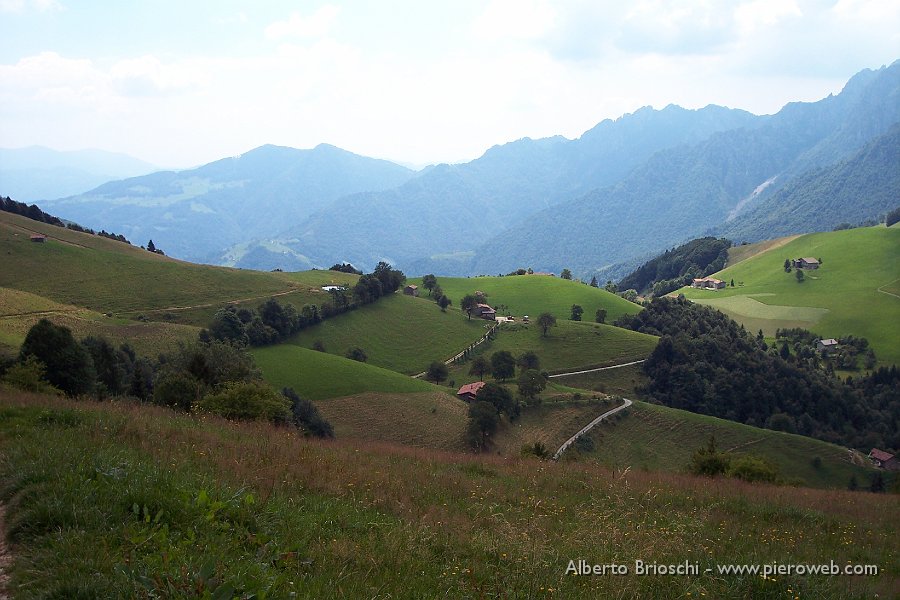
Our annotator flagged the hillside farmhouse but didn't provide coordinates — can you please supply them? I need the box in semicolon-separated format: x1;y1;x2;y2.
816;338;839;353
471;303;496;320
457;381;485;402
794;257;820;269
691;277;726;290
403;284;419;297
29;234;47;242
869;448;899;471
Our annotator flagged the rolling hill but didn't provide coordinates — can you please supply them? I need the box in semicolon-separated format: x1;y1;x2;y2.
679;225;900;366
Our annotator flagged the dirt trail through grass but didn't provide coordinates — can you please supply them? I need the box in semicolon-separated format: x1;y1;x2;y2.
119;287;300;315
553;398;633;460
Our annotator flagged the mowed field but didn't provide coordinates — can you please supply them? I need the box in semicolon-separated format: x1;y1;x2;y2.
251;344;438;400
584;400;880;490
281;293;491;374
0;286;199;357
448;319;658;385
679;225;900;365
0;211;358;325
435;275;641;322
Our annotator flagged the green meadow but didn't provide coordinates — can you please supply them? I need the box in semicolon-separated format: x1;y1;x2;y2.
281;293;491;374
584;400;880;490
250;344;437;400
435;274;641;322
680;225;900;365
448;319;658;385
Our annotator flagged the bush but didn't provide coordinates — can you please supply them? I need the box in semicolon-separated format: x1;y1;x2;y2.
1;356;62;395
727;455;780;484
521;442;551;459
282;387;334;438
153;370;201;412
194;381;291;424
345;347;367;362
19;318;95;396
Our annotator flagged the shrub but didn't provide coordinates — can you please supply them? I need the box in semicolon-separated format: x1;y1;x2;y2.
521;442;551;459
281;387;334;438
346;347;367;362
1;356;62;395
19;318;95;396
194;381;291;424
727;455;780;484
153;370;201;412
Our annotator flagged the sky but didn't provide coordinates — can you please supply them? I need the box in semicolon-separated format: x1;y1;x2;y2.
0;0;898;169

» **What needs to be done**: Each line of the material goes into your copy unchanged, but no picture does.

» **Output of the task**:
Our annotator flagged the hillside farmhouse but didn't provide coordinates — can you please supply them? I need the box in semicolon-separated format: x1;y1;x2;y2.
816;338;839;353
471;303;496;320
457;381;485;402
794;257;820;269
691;277;726;290
403;284;419;297
29;234;47;242
869;448;899;471
Our annotator flagged the rolling hill but didn't provide coordinates — can you please supply them? I need the box in semicolon-separated format: x1;y1;x2;y2.
679;225;900;366
Our annotator flagged the dirt trail through grass but didn't provide coordinates — can you please supply them? I need the box in semicolon-separated format: x1;y1;x2;y2.
119;287;300;315
553;398;633;460
Our annotator flagged the mowed field but didn't provide coordinates — can you please supply them? I need the box in semicolon-separated format: x1;y1;x2;y2.
251;344;438;400
584;400;880;490
281;293;491;374
0;286;199;357
448;319;658;385
679;225;900;365
0;211;358;325
435;275;641;322
Our annotator flagged the green meadow but didn't provide coordinates — can you please supply them? I need the box in semicolon-separated format: x1;y1;x2;y2.
281;293;491;374
584;400;880;490
250;344;437;400
435;274;641;322
680;225;900;365
448;319;658;385
Our annotator flagged the bush but didn't provide coordinates — can you please supply them? I need the box in semicolon-separated format: x1;y1;x2;y2.
1;356;62;395
727;455;780;484
521;442;551;459
282;387;334;438
153;370;201;412
194;381;291;424
345;347;367;362
19;318;95;396
Our annotator flagged the shrub but didn't provide coordinates — can you please supply them? I need the box in semicolon-separated format: x1;y1;x2;y2.
521;442;551;459
281;387;334;438
346;347;367;362
1;356;62;395
19;318;95;396
194;381;291;424
727;455;780;484
153;370;201;412
Our annotator flagged the sky but didn't provide coordinates — can you please supply them? I need the box in semicolon-separated format: x1;y1;x2;y2.
0;0;898;169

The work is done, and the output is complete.